• **What is asked**: Convert the entries below into a JSON list of strings, one string per line and blank lines omitted, starting with the line containing "Go through the image and tally up every small" and ending with the line containing "[0,248,51,364]", both included.

• **Material for this exercise**:
##########

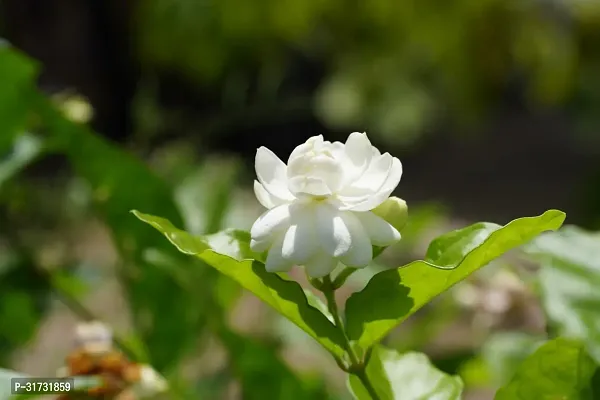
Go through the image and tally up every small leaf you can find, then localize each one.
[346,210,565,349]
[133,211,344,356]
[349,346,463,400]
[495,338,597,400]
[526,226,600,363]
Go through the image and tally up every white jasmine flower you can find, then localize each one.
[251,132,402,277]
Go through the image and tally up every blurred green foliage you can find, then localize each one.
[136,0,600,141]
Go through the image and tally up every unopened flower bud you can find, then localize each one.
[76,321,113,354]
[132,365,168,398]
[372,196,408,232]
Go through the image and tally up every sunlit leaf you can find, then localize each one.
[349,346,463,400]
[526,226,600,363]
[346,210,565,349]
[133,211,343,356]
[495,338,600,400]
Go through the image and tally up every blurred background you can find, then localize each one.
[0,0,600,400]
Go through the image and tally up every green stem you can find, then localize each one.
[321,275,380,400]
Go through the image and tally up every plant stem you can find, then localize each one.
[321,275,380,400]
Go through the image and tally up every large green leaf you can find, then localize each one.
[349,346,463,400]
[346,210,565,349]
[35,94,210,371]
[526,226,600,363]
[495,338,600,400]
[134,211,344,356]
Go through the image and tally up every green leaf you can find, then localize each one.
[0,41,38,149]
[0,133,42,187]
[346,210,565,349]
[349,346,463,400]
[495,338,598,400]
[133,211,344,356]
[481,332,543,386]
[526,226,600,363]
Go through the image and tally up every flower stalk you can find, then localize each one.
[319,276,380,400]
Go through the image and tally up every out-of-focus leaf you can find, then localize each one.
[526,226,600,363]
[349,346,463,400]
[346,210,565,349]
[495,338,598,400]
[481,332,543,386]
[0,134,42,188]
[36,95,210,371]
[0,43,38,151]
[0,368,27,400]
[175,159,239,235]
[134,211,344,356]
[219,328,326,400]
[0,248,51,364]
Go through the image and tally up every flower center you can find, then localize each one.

##########

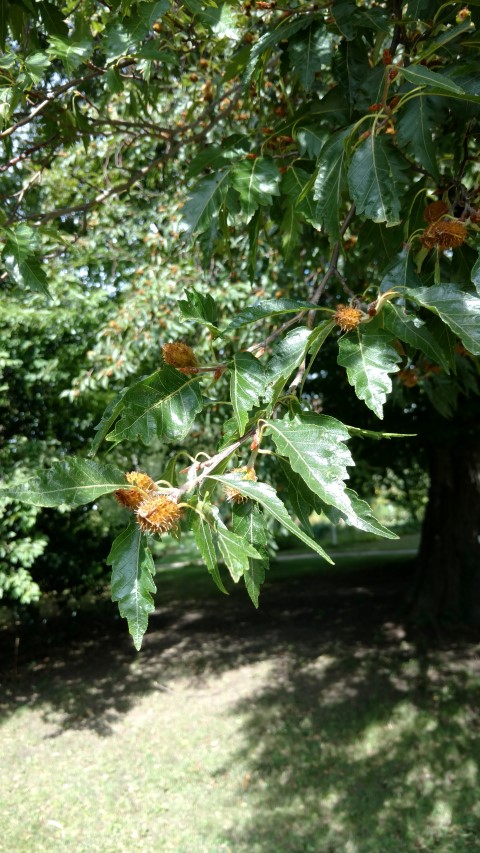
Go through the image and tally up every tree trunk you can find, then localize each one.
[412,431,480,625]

##########

• **Result of this exercise**:
[
  "Go through the image and tally up every small leaf you can find, then localize each one.",
  "[346,210,565,349]",
  "[133,211,344,356]",
  "[349,346,463,400]",
  "[495,338,597,400]",
  "[526,226,600,363]",
  "Go through the image and tally up every white jasmine flower you can find, then localize each one.",
  "[251,132,402,277]",
  "Go through the image and tally up every blurred green foliage you can find, then localize each one.",
  "[136,0,600,141]",
  "Go through the image and tally up every unopened flower bud you can find, then localize each one.",
  "[76,321,113,354]",
  "[132,365,168,398]",
  "[372,196,408,232]",
  "Go through the image and tally up every sunlit leaf you can find, then localize each one.",
  "[349,346,463,400]",
  "[526,226,600,363]",
  "[346,210,565,349]",
  "[133,211,343,356]",
  "[495,338,600,400]",
  "Go through the image and tally up every blurred background you can find, then localize each one.",
  "[0,0,600,400]",
  "Go through the image and tally up every green stem you can find, then localize each one.",
  "[321,275,380,400]",
  "Go through the image and tally up every plant stem you can find, then localize each one.",
  "[321,275,380,400]",
  "Go through the image and tally up every large green leaf you can find, then localize each one.",
  "[349,346,463,400]",
  "[346,210,565,349]",
  "[35,94,210,371]",
  "[526,226,600,363]",
  "[495,338,600,400]",
  "[134,211,344,356]",
  "Go through the image and tally up every green leaf you can find, then localize each one.",
  "[0,41,38,149]",
  "[0,133,42,187]",
  "[346,210,565,349]",
  "[349,346,463,400]",
  "[495,338,598,400]",
  "[133,211,344,356]",
  "[481,332,543,386]",
  "[526,226,600,363]",
  "Go through the image and tally up every flower stalk you can find, then localize each one.",
  "[319,276,380,400]",
  "Go through the image and tally up every out-of-focus leaf you can find, then localize each one.",
  "[526,226,600,363]",
  "[349,346,463,400]",
  "[346,210,565,349]",
  "[495,338,598,400]",
  "[481,332,543,386]",
  "[0,134,42,188]",
  "[36,95,210,371]",
  "[0,43,38,151]",
  "[0,368,27,400]",
  "[175,159,239,235]",
  "[134,211,344,356]",
  "[219,328,326,400]",
  "[0,248,51,364]"
]